EXERCISE BRIEF —
Tally the lines in the records below that contain "mulch" and return only the result.

Point-per-instance localization data
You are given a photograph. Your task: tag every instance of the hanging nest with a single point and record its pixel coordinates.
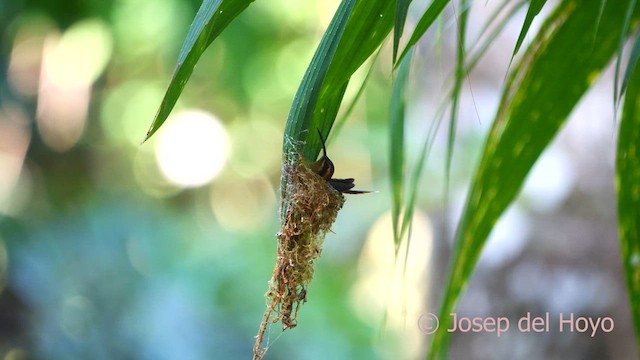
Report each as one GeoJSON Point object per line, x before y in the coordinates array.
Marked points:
{"type": "Point", "coordinates": [309, 208]}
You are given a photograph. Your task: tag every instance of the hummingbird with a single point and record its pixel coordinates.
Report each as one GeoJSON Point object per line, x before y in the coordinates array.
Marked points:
{"type": "Point", "coordinates": [324, 167]}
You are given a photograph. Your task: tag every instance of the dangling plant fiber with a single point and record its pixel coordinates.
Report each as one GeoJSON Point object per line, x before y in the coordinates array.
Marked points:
{"type": "Point", "coordinates": [309, 208]}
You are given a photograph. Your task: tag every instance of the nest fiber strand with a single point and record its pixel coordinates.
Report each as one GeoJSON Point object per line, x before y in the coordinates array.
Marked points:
{"type": "Point", "coordinates": [310, 205]}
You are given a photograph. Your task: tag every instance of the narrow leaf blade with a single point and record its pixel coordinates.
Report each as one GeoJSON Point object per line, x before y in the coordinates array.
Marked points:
{"type": "Point", "coordinates": [402, 8]}
{"type": "Point", "coordinates": [212, 18]}
{"type": "Point", "coordinates": [628, 188]}
{"type": "Point", "coordinates": [425, 22]}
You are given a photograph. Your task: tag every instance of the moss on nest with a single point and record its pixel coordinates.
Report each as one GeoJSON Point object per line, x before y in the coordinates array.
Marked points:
{"type": "Point", "coordinates": [309, 208]}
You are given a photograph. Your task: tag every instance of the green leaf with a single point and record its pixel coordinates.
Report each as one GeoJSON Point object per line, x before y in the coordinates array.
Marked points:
{"type": "Point", "coordinates": [534, 10]}
{"type": "Point", "coordinates": [625, 27]}
{"type": "Point", "coordinates": [460, 75]}
{"type": "Point", "coordinates": [402, 7]}
{"type": "Point", "coordinates": [370, 22]}
{"type": "Point", "coordinates": [212, 18]}
{"type": "Point", "coordinates": [396, 146]}
{"type": "Point", "coordinates": [306, 98]}
{"type": "Point", "coordinates": [427, 19]}
{"type": "Point", "coordinates": [631, 65]}
{"type": "Point", "coordinates": [554, 73]}
{"type": "Point", "coordinates": [628, 188]}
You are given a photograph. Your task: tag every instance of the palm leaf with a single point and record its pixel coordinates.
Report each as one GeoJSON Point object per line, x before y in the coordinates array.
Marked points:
{"type": "Point", "coordinates": [628, 188]}
{"type": "Point", "coordinates": [212, 18]}
{"type": "Point", "coordinates": [543, 89]}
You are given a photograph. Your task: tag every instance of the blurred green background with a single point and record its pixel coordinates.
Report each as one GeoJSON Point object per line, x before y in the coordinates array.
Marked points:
{"type": "Point", "coordinates": [113, 249]}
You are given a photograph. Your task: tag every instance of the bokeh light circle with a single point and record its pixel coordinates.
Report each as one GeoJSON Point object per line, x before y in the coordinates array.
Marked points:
{"type": "Point", "coordinates": [192, 148]}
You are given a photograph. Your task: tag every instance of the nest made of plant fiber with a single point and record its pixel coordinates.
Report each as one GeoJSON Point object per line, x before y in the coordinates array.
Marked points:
{"type": "Point", "coordinates": [310, 206]}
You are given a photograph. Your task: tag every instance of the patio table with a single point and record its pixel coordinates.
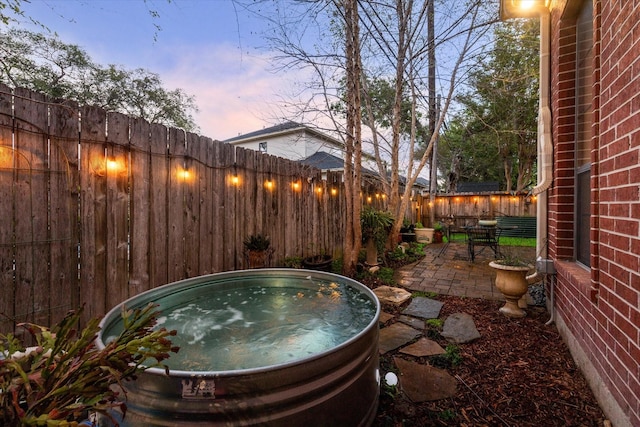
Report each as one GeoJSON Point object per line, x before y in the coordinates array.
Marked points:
{"type": "Point", "coordinates": [484, 236]}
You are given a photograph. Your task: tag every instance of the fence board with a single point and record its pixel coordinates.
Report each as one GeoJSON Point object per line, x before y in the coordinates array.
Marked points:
{"type": "Point", "coordinates": [140, 210]}
{"type": "Point", "coordinates": [159, 206]}
{"type": "Point", "coordinates": [205, 233]}
{"type": "Point", "coordinates": [31, 200]}
{"type": "Point", "coordinates": [64, 184]}
{"type": "Point", "coordinates": [176, 206]}
{"type": "Point", "coordinates": [93, 279]}
{"type": "Point", "coordinates": [117, 210]}
{"type": "Point", "coordinates": [7, 282]}
{"type": "Point", "coordinates": [221, 179]}
{"type": "Point", "coordinates": [192, 182]}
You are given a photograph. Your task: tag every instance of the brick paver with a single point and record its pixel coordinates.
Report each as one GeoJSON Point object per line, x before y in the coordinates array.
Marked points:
{"type": "Point", "coordinates": [452, 273]}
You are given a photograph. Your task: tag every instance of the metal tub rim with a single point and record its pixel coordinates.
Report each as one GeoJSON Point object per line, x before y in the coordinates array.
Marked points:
{"type": "Point", "coordinates": [143, 298]}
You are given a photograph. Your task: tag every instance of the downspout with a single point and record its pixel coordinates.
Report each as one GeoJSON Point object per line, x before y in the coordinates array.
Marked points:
{"type": "Point", "coordinates": [545, 151]}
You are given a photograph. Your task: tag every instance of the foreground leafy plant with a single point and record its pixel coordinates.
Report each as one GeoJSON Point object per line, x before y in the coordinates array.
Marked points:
{"type": "Point", "coordinates": [65, 375]}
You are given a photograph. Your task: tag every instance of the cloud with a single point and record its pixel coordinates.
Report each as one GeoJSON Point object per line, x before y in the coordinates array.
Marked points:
{"type": "Point", "coordinates": [236, 93]}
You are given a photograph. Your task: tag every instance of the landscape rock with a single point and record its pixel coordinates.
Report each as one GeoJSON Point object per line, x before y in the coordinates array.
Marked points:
{"type": "Point", "coordinates": [425, 308]}
{"type": "Point", "coordinates": [391, 295]}
{"type": "Point", "coordinates": [422, 383]}
{"type": "Point", "coordinates": [395, 336]}
{"type": "Point", "coordinates": [459, 328]}
{"type": "Point", "coordinates": [423, 347]}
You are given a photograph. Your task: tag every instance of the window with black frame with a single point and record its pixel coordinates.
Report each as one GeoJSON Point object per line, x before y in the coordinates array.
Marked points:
{"type": "Point", "coordinates": [584, 122]}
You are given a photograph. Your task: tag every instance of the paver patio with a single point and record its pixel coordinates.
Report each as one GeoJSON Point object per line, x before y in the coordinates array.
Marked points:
{"type": "Point", "coordinates": [449, 271]}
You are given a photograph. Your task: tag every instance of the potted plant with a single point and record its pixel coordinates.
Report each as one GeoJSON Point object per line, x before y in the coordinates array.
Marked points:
{"type": "Point", "coordinates": [511, 280]}
{"type": "Point", "coordinates": [438, 232]}
{"type": "Point", "coordinates": [423, 234]}
{"type": "Point", "coordinates": [407, 232]}
{"type": "Point", "coordinates": [64, 376]}
{"type": "Point", "coordinates": [257, 250]}
{"type": "Point", "coordinates": [375, 228]}
{"type": "Point", "coordinates": [321, 261]}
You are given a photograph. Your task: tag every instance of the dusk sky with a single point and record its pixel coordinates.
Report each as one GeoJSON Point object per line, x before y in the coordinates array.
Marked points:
{"type": "Point", "coordinates": [211, 49]}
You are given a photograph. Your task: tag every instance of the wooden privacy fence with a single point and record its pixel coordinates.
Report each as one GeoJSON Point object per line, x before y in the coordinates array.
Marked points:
{"type": "Point", "coordinates": [465, 209]}
{"type": "Point", "coordinates": [99, 207]}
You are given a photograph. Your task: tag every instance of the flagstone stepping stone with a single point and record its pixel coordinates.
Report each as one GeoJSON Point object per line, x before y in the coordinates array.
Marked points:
{"type": "Point", "coordinates": [423, 347]}
{"type": "Point", "coordinates": [391, 294]}
{"type": "Point", "coordinates": [412, 321]}
{"type": "Point", "coordinates": [460, 328]}
{"type": "Point", "coordinates": [395, 336]}
{"type": "Point", "coordinates": [423, 307]}
{"type": "Point", "coordinates": [385, 317]}
{"type": "Point", "coordinates": [423, 383]}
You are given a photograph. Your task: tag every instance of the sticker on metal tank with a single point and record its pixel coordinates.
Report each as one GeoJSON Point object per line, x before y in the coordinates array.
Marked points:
{"type": "Point", "coordinates": [198, 389]}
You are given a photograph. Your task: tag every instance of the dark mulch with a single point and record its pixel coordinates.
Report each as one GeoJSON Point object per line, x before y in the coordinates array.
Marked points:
{"type": "Point", "coordinates": [519, 373]}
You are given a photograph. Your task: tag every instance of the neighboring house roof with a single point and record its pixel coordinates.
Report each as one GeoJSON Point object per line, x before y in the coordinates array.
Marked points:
{"type": "Point", "coordinates": [477, 187]}
{"type": "Point", "coordinates": [324, 161]}
{"type": "Point", "coordinates": [285, 128]}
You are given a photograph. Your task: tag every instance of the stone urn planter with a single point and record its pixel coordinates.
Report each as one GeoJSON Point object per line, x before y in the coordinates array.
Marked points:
{"type": "Point", "coordinates": [511, 280]}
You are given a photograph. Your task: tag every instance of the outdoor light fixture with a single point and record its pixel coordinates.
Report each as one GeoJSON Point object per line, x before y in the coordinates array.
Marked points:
{"type": "Point", "coordinates": [234, 179]}
{"type": "Point", "coordinates": [184, 174]}
{"type": "Point", "coordinates": [110, 164]}
{"type": "Point", "coordinates": [523, 8]}
{"type": "Point", "coordinates": [268, 184]}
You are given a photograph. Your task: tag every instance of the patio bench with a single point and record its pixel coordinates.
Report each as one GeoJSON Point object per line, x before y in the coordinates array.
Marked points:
{"type": "Point", "coordinates": [483, 236]}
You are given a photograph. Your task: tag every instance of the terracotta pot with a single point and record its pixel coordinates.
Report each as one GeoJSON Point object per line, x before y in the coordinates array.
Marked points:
{"type": "Point", "coordinates": [512, 282]}
{"type": "Point", "coordinates": [318, 262]}
{"type": "Point", "coordinates": [424, 235]}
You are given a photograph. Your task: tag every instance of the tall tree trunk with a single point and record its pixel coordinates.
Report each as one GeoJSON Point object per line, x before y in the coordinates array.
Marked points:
{"type": "Point", "coordinates": [353, 143]}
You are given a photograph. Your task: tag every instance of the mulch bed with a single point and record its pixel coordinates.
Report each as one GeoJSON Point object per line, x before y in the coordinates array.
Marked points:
{"type": "Point", "coordinates": [519, 373]}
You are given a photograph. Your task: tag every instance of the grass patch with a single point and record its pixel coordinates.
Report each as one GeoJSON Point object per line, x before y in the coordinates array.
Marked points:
{"type": "Point", "coordinates": [518, 241]}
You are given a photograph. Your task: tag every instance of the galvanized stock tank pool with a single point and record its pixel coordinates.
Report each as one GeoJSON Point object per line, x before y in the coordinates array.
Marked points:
{"type": "Point", "coordinates": [260, 347]}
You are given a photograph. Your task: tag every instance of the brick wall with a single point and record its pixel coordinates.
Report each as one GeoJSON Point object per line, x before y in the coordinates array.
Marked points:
{"type": "Point", "coordinates": [600, 306]}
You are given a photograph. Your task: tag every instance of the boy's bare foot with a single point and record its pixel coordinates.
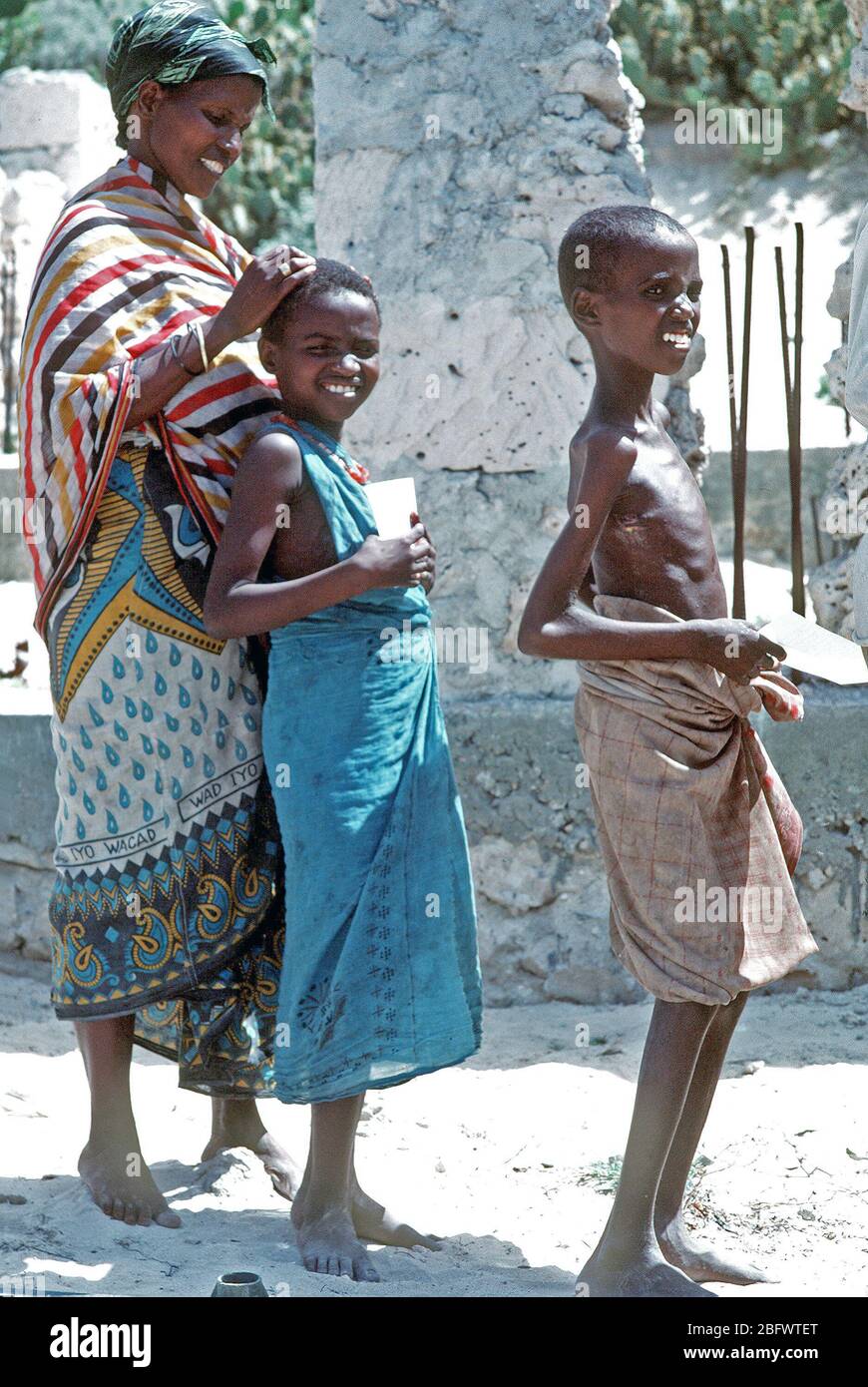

WRITTEN RESPONSE —
2